RECORDS:
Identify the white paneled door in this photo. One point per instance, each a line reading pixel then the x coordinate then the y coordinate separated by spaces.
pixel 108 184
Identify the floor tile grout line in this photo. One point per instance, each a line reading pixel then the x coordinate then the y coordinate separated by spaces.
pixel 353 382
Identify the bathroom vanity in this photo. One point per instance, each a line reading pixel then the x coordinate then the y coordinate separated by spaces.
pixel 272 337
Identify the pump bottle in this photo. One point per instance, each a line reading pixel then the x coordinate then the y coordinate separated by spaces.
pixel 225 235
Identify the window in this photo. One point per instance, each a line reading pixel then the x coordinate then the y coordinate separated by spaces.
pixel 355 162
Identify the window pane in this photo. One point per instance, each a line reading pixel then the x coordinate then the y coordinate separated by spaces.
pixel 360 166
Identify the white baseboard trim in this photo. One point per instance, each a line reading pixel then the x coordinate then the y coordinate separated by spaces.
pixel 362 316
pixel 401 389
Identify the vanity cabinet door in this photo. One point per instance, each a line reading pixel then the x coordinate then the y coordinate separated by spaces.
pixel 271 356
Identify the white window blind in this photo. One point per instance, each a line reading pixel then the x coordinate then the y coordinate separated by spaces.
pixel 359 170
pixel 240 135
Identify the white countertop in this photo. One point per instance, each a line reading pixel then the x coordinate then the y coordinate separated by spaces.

WRITTEN PROBLEM:
Transcribe all of the rows above word for word, keeping every number unchanged.

ANSWER IN FULL:
Identify the white paneled door in this photo. One point per instance, each a line reading pixel then the x coordinate then the y coordinate separated by spaces.
pixel 108 184
Identify the floor tile grout line in this photo. One point per instance, each a line reading pixel then the x coordinate then the y coordinate separated by spaces.
pixel 353 382
Identify the bathroom vanity in this photo. One point per instance, each a line reading pixel then the x coordinate then the y coordinate separated by spaces.
pixel 272 337
Identify the pump bottle in this photo. One point per instance, each a line reading pixel then the x coordinate then the y coordinate separated by spaces.
pixel 225 235
Identify the window in this photo. One point per instance, each a line reading pixel then the x coordinate then the y coordinate separated by spaces.
pixel 355 162
Identify the window pane in this photo. One point per instance, each a line reading pixel then the x coordinate then the y coordinate separated by spaces.
pixel 360 166
Identify the white baseboard trim in this photo. One point per instance, each a line reading pixel then the x coordinate then the y coordinate separated by spaces.
pixel 362 316
pixel 401 389
Identify the vanity cabinet door in this photo. One point per instance, each a line reading pixel then the x coordinate then the y coordinate separated by spaces.
pixel 271 356
Identify the white window blind in this photo. One point per instance, each a line reading pixel then the x coordinate then the y coordinate separated by spaces.
pixel 359 170
pixel 240 135
Identify the white countertop in this photo. One point per instance, each a line reading pixel then the x coordinate then the y coordinate separated by spaces.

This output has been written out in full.